EXERCISE DESCRIPTION: In the excerpt below on the libertarian approach to land ethics, which libertarian theorist is named as well known?

PAGE EXCERPT:
*** Begin section ***

Libertarian approach

Another philosophical approach often used when deciding land or farming issues is Libertarianism. Libertarianism is, roughly, the moral view that agents own themselves and have certain moral rights including the right to acquire property. In a looser sense, libertarianism is commonly identified with the belief that each person has a right to a maximum amount of liberty when this liberty does not interfere with other people's freedom. A well known libertarian theorist is John Hospers. Within this view, property rights are natural rights. Thus, it would be acceptable for a farmer to inefficiently farm their land as long as they don't harm others while doing it. In 1968, Garrett Harden applied this philosophy to land/farming issues when he argued that the only solution to the "Tragedy of the Commons" was to place soil and water resources into the hands of private citizens. He then supplied utilitarian justifications to support his argument and, indeed, one could argue that libertarianism is rooted in utilitarian ideals. However, this leaves libertarian based land ethics open to the above critiques lodged against utilitarian approaches to agriculture. Even excepting these critiques, the libertarian view has been specifically challenged by the critique that people making self-interested decisions can cause large ecological and social disasters such as the Dust Bowl disaster. Even so, it is a philosophical view commonly held within the United States and, especially, by U.S. ranchers and farmers.

*** End section ***

DATA LISTING:
*** Begin section ***

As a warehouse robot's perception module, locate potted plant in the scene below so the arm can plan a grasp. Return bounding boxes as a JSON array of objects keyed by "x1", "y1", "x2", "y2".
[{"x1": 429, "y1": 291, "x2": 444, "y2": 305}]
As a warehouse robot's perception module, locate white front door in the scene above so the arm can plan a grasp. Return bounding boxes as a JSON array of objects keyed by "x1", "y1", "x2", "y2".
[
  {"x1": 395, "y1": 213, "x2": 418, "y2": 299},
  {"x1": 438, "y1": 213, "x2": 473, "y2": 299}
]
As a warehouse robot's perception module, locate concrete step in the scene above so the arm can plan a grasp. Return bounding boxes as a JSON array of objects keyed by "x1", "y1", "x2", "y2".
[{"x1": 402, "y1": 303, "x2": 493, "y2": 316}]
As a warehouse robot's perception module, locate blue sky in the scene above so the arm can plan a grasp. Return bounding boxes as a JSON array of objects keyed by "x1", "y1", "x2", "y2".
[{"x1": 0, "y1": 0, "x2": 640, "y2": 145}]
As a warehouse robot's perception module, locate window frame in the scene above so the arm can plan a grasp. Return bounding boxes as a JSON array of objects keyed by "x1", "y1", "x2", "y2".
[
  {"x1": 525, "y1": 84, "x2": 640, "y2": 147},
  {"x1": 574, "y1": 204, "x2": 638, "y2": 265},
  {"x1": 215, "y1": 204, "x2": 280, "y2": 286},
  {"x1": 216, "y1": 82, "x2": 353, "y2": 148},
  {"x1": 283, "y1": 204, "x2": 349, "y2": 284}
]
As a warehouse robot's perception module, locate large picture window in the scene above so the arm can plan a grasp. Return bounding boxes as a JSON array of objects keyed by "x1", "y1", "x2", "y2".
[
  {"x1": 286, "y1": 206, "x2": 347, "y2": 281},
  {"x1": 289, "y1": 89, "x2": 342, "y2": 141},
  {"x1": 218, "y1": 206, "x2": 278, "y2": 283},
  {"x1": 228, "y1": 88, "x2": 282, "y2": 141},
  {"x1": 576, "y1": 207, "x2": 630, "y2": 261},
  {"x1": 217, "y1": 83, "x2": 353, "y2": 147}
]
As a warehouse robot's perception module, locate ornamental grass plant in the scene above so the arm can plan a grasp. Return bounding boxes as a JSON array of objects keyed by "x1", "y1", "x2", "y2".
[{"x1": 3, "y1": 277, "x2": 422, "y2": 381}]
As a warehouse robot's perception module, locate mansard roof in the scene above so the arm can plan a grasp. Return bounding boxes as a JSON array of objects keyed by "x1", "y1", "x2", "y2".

*** End section ***

RESPONSE AREA: John Hospers